Trecho citado:

══════════════════════════════

Preece, S.J., Bramah, C. and Mason, D., 2019. The biomechanical characteristics of high-performance endurance running. European Journal of Sport Science19(6), pp.784-792.

Robert Wood, Anthropometric Measurements of Olympic Marathon Champions. Topend Sports Website, December 2015, https://www.topendsports.com/events/summer/science/athletics-marathon.htm, Accessed 10/17/2019





  

terça-feira, 1 de outubro de 2019

OUTROS PONTOS DA TÉCNICA DA CORRIDA NECESSÁRIOS AO ENTENDIMENTO DA ECONOMIA DE CORRIDA E DA PERFORMANCE

Continuando a dissecação do artigo de Folland e colaboradores (2017) sobre outros pontos a serem destacados na biomecânica da corrida relacionados à Economia de corrida (EC) e performance,  aqui iniciaremos com a mínima velocidade da pelve, pois esta variável tem total influência na frenagem.

══════════════════════════════

Enunciado 1: Segundo o trecho sobre a técnica da corrida, qual variável tem total influência na frenagem?
Enunciado 2: Dê continuidade ao trecho sobre a técnica da corrida e a economia de corrida, a partir da última frase apresentada.

══════════════════════════════

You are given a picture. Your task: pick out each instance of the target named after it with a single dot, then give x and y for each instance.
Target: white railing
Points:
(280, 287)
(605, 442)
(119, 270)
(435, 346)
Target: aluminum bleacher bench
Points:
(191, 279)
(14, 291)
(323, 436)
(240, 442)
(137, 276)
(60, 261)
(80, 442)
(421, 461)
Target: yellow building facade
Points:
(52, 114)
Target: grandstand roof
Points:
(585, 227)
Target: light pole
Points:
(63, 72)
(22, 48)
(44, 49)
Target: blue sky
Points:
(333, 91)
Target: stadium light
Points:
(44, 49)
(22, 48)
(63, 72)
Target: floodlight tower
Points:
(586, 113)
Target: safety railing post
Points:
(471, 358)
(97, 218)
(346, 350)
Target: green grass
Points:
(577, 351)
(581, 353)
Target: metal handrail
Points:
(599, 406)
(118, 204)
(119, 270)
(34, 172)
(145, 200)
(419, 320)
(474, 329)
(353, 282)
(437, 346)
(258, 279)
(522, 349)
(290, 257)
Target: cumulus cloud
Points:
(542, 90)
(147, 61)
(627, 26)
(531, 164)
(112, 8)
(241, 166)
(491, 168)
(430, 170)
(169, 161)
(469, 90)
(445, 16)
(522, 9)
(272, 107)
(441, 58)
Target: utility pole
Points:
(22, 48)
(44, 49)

══════════════════════════════

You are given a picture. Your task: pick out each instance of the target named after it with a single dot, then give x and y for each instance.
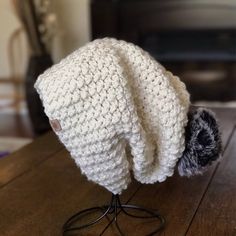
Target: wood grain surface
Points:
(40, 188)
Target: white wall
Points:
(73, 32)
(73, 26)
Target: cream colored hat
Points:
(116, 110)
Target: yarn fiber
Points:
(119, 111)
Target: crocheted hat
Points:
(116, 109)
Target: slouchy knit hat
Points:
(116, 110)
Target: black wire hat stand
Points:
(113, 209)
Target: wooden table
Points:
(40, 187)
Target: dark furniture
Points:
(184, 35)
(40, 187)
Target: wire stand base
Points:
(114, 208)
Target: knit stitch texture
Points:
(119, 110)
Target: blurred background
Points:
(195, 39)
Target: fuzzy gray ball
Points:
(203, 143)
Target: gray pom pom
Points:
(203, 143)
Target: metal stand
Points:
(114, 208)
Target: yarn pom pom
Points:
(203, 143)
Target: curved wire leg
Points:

══════════════════════════════

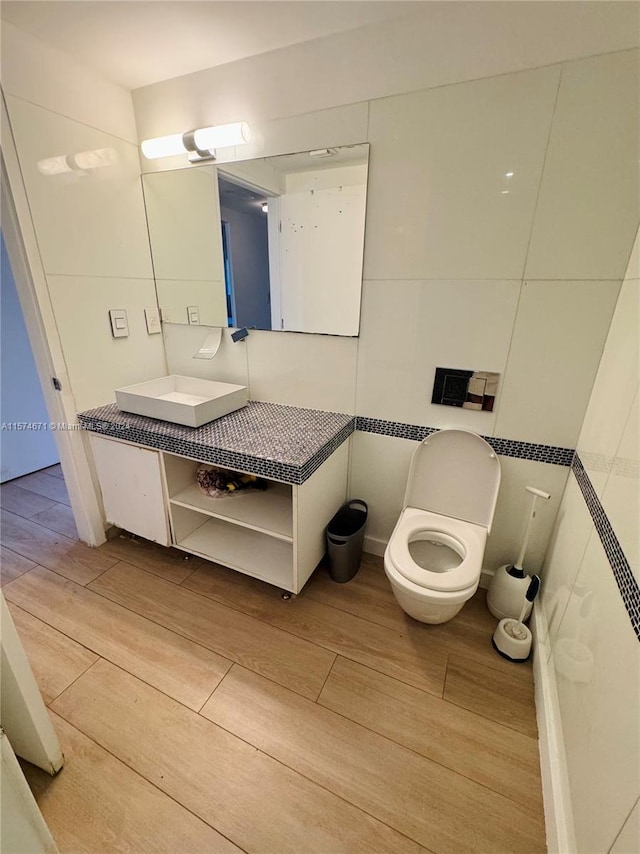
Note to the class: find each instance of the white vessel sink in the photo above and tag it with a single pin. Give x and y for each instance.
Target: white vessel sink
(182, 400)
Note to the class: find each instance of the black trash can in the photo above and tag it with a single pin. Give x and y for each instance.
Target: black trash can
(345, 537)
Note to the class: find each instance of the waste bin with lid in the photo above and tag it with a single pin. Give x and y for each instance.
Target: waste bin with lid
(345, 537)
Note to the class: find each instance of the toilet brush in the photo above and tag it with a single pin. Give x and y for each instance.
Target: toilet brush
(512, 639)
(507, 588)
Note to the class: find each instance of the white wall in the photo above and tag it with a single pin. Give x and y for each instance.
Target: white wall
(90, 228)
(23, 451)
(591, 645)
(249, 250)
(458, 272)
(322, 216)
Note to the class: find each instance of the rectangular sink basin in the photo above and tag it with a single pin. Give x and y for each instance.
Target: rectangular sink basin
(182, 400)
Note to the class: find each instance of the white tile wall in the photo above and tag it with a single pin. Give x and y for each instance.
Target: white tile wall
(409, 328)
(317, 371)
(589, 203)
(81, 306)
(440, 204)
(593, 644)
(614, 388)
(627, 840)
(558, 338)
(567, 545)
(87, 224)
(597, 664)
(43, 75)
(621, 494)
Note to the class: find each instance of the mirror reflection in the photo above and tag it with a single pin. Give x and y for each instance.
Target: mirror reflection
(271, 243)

══════════════════════════════

Resposta 1: A mínima velocidade da pelve.

Resposta 2:
Para os corredores de elite do grupo analisado esta variável teve um peso ainda maior na EC e na performance, que demonstrou correlação com maior gasto energético e pior performance.  Eles explicam que esta relação da frenagem com estas duas variáveis não é pelo simples ato de frear ao tocar o pé no solo, a qual envolve as forças passivas de impacto, assim como a atividade muscular excêntrica. Uma grande frenagem na fase inicial também provoca uma necessidade de maior aceleração propulsiva para reacelerar para manter a velocidade de corrida. Esta aceleração envolve mais gasto energético por aumento nas ações concêntricas necessárias para compensar uma grande frenagem. 

Outra variável, a postura do tronco, com sua pequena projeção à frente teve uma pequena correlação com performance, contradizendo a outros estudos apresentados pelos autores, onde esta variavel estava associada com a EC. 

A performance teve correlação também com alguns parâmetros da passada com o Duty Factor (DF- relação entre o tempo de contato com o solo e o tempo de voo de cada um dos pés). Segundo os autores, o baixo valor obtido no DF são subprodutos dos determinantes da performance na corrida, ou mais provável, que a cinemática ideal dacorrida seja determinada pela otimização de fatores como o DF, além do que simplesmente minimizar a EC.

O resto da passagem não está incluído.